## [Records shown]
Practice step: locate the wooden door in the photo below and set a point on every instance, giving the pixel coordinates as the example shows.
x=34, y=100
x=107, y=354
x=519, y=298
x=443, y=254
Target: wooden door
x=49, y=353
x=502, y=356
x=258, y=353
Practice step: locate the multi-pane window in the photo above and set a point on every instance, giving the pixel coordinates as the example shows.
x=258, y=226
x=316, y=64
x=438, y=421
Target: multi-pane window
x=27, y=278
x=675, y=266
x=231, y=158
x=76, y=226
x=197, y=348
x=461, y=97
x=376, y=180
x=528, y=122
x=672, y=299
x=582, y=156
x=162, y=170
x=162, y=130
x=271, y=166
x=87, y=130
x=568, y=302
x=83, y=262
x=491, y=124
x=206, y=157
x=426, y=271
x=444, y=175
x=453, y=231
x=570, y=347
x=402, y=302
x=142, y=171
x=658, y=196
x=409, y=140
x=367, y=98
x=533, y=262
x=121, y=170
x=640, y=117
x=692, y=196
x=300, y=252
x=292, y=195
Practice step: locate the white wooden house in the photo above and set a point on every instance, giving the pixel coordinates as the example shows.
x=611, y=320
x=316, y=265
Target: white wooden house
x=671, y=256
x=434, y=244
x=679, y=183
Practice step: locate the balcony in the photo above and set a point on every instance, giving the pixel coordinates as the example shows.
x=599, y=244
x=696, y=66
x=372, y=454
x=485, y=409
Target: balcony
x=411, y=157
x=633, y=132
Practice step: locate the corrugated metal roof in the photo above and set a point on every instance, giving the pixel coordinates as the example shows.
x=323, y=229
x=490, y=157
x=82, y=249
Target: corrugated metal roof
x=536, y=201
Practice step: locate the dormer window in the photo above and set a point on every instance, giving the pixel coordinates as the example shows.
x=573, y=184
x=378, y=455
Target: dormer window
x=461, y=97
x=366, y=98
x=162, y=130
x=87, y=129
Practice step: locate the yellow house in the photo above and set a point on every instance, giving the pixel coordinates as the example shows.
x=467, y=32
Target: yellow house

## [What this task involves]
Write out all the records again, exactly as they appear.

## [Answer section]
Practice step: locate the wooden door in the photo below and set a point on every instance, giving the pixel coordinates as the example shows.
x=34, y=100
x=107, y=354
x=519, y=298
x=443, y=254
Target: wooden door
x=49, y=353
x=502, y=356
x=258, y=353
Practice step: locate the multi-pane window in the photo above and set a point on every instance, giving the pixel coordinates as the example shows.
x=258, y=226
x=316, y=64
x=438, y=421
Target: multi-pane window
x=27, y=278
x=675, y=266
x=231, y=158
x=76, y=226
x=197, y=348
x=461, y=97
x=376, y=180
x=528, y=122
x=672, y=299
x=582, y=156
x=162, y=170
x=162, y=130
x=271, y=166
x=87, y=130
x=568, y=302
x=83, y=262
x=491, y=124
x=206, y=157
x=426, y=271
x=444, y=175
x=453, y=231
x=570, y=347
x=402, y=302
x=142, y=171
x=658, y=196
x=409, y=140
x=367, y=98
x=533, y=262
x=121, y=170
x=640, y=117
x=692, y=196
x=300, y=252
x=292, y=195
Practice step: locate the white wooden house in the photo above and set a point on every instance, giving the pixel coordinates as the example shows.
x=611, y=320
x=316, y=265
Target: white wooden house
x=671, y=256
x=434, y=244
x=679, y=183
Practice step: locate the balcony in the photo above and set a point on every instance, giving the pixel coordinates as the example shows.
x=599, y=244
x=696, y=66
x=372, y=454
x=485, y=409
Target: balcony
x=411, y=157
x=633, y=132
Practice step: locate the corrugated metal roof in the photo above and set a point on every instance, giving the pixel coordinates as the example shows.
x=323, y=229
x=490, y=157
x=82, y=249
Target: corrugated metal roof
x=536, y=201
Practice step: locate the dormer window in the photo above and set a point on every instance, giving the pixel coordinates as the example shows.
x=573, y=184
x=378, y=455
Target: dormer window
x=461, y=97
x=366, y=98
x=162, y=130
x=87, y=129
Practice step: locate the yellow house in the photo above and set a point on every instance, giving the pixel coordinates as the example shows.
x=467, y=32
Target: yellow house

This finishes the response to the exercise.